* _RECORD SET_:
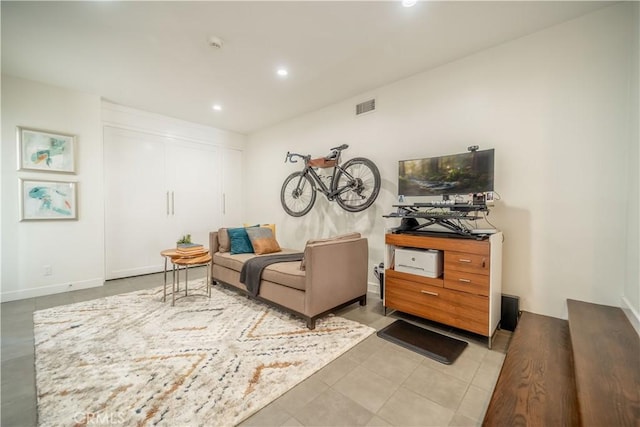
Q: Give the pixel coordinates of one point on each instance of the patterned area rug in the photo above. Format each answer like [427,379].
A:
[131,359]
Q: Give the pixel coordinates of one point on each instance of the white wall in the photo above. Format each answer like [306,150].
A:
[555,105]
[631,299]
[73,249]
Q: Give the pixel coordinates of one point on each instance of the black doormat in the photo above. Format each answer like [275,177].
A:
[438,347]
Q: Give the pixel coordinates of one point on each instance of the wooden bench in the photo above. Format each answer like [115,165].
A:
[580,372]
[606,354]
[536,385]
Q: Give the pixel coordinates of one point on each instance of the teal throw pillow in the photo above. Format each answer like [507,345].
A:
[240,243]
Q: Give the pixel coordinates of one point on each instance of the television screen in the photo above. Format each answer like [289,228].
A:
[454,174]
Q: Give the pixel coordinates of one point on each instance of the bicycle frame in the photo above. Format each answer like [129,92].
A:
[320,185]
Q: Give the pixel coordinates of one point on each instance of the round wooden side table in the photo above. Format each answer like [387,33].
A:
[186,262]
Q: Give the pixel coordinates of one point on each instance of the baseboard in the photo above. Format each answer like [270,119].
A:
[50,290]
[631,314]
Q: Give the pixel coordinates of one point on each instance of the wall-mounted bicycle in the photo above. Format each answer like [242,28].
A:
[354,185]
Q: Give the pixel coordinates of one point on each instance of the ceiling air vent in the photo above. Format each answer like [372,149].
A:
[366,107]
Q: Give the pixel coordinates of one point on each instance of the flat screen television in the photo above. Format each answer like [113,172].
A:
[464,173]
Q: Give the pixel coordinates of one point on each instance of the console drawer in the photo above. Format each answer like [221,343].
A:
[459,309]
[467,282]
[471,263]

* _EXERCISE INSTRUCTIONS_:
Leave out all images, then reproduce the entries above exactly.

* _EXERCISE RESULT_:
Q: Give the pixel coordinates of one point on each instance of the patterned area rug in the photo above. Format each answer like [427,379].
A:
[131,359]
Q: Give the pixel coordinates of one point on each instance of the white wall in the photo above. Format each answer like [306,150].
A:
[555,105]
[631,299]
[73,249]
Q: Give the pixel coordinates of one point on each instance of the black doormat in the photo above. Format each answer like [275,177].
A:
[438,347]
Q: Give the pixel coordinates of one point on each instance of the wooden bench in the photo above. Format each answer like [115,165].
A:
[580,372]
[606,354]
[536,385]
Q: Give the pixel coordinates of one point on each instance of the teal throw pillow in the photo above. Format each answer like [507,345].
A:
[240,243]
Q: Give the pixel coordinates of one point on each instance of the television screen in the photo above. Format each answer like [289,228].
A:
[454,174]
Q: Give the pixel coordinates of one point on each instance of the bicycle frame in the photo above. Format each answer like [129,92].
A:
[320,185]
Q: Give the pixel coordinates of one point on each instance of the round wooden side table in the photo above. Format each answer like [387,33].
A:
[186,262]
Q: Give the pixel coordinates of one point on each instance of the baseboard in the photo above. Format each answer like [270,119].
A:
[50,290]
[631,314]
Q: Give the pixel coordinates of one point on each instance of the wall-mounted bicycle in the photo above. Format each answer like [242,28].
A:
[354,185]
Q: Give the pixel coordinates of one point on each instance of the ceiling air vent in the photo above. Format each answer like [372,149].
A:
[366,107]
Q: Give the pixel coordinates of one point on each instance of the flat screen television in the photo above. Format each answer like [113,172].
A:
[464,173]
Q: Give the pixel coordinates of one point on each instance of the console drawer in the photo above. Format each answer like [221,343].
A:
[459,309]
[467,282]
[471,263]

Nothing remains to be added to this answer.